## Set problem
Pick out every line in the records below that contains the word "wall", and copy each one in full.
##############################
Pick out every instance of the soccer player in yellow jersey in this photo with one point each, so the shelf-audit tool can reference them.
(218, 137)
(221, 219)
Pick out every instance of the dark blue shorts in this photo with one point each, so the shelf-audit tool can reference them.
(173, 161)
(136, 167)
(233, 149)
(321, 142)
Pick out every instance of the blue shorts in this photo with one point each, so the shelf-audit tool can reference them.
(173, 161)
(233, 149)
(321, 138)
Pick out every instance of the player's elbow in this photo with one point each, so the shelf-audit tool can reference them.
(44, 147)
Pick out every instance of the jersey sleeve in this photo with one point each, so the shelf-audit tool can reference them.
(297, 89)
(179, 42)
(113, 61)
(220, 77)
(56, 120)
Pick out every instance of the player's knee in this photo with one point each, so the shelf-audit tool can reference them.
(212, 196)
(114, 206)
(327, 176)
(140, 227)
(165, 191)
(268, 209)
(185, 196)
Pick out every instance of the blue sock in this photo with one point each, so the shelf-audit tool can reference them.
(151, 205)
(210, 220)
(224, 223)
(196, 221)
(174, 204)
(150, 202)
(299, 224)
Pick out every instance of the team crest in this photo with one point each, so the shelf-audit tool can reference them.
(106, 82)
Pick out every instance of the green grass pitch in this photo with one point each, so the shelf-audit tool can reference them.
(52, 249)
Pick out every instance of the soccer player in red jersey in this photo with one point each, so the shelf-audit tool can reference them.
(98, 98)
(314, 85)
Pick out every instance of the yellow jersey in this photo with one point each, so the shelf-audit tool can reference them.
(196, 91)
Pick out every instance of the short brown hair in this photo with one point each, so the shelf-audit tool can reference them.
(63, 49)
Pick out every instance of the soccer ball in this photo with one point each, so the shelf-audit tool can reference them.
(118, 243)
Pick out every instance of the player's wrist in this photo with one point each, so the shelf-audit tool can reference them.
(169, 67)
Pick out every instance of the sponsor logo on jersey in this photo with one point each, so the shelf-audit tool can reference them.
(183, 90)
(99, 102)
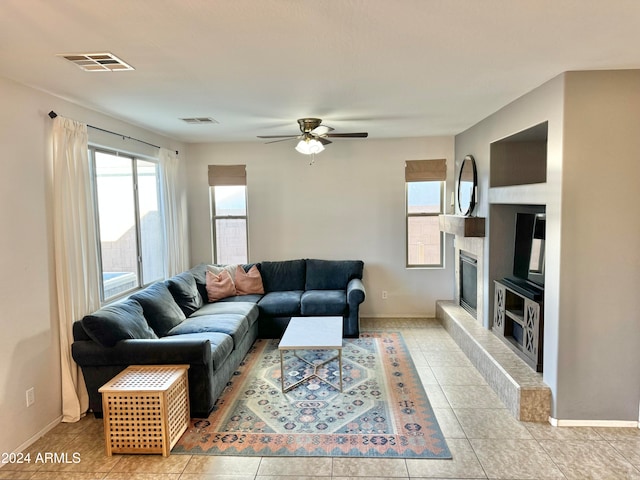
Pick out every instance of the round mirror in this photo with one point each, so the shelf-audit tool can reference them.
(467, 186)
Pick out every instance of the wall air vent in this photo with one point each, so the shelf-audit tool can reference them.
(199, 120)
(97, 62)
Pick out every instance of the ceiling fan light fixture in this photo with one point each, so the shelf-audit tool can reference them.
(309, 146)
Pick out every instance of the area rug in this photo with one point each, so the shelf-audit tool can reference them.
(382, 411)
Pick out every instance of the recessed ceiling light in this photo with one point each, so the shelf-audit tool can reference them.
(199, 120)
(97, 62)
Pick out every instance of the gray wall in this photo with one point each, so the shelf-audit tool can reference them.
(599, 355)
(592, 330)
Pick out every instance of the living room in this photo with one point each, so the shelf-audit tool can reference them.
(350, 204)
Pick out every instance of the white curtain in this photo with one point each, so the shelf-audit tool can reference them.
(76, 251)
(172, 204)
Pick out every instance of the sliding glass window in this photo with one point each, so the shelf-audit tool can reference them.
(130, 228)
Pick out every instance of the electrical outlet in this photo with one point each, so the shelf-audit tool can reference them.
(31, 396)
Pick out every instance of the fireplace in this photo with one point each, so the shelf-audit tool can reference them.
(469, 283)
##############################
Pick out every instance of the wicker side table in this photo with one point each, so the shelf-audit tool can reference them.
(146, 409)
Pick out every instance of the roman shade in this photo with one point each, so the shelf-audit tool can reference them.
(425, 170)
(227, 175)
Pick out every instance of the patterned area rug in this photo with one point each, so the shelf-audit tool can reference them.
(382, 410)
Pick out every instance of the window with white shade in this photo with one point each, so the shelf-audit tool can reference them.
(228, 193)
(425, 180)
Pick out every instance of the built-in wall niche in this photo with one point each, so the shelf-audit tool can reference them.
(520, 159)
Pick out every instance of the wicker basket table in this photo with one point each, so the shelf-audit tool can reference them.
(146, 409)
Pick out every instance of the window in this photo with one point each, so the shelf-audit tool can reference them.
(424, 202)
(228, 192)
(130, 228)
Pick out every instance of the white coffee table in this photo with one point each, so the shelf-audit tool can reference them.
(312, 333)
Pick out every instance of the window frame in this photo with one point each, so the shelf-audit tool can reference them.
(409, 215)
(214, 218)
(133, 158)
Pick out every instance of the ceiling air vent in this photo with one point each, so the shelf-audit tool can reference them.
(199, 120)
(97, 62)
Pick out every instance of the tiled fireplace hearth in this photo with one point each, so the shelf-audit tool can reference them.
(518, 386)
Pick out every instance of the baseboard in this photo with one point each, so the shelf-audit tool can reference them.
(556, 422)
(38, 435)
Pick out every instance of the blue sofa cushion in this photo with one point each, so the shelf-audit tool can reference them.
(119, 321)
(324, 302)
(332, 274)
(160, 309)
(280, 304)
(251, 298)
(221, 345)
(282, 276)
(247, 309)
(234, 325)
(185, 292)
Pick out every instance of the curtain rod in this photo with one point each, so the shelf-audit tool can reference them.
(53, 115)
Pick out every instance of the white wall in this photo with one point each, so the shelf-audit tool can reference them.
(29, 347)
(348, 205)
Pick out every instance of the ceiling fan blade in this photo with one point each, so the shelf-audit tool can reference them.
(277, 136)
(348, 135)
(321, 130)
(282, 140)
##############################
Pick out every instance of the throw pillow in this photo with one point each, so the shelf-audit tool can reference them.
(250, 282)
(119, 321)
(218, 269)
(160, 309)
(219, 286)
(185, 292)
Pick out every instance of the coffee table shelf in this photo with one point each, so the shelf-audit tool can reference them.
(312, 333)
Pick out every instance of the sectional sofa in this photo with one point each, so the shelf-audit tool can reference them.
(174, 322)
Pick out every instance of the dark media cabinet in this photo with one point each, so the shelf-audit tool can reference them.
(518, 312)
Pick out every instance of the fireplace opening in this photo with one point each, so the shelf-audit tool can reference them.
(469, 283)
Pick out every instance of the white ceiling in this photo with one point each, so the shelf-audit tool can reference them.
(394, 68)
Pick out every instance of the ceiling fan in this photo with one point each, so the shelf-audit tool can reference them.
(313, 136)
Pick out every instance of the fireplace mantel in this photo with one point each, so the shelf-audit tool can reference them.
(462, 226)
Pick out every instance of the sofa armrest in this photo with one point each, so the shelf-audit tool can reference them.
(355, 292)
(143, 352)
##############################
## Exercise response
Pick out every instance of the wall air vent in this photo with one point each, so the shelf-audit tool can reference them.
Pick out every instance of the gray wall in this photo with one point each, so the shelf-audit tool can reference them.
Pick out every instance of the built-in wall niche in this photo with one point each, so the shelf-audit tool can reference them.
Pick out every instance of the white wall in this photo with one point each, so the shelf-audit tool can reference them.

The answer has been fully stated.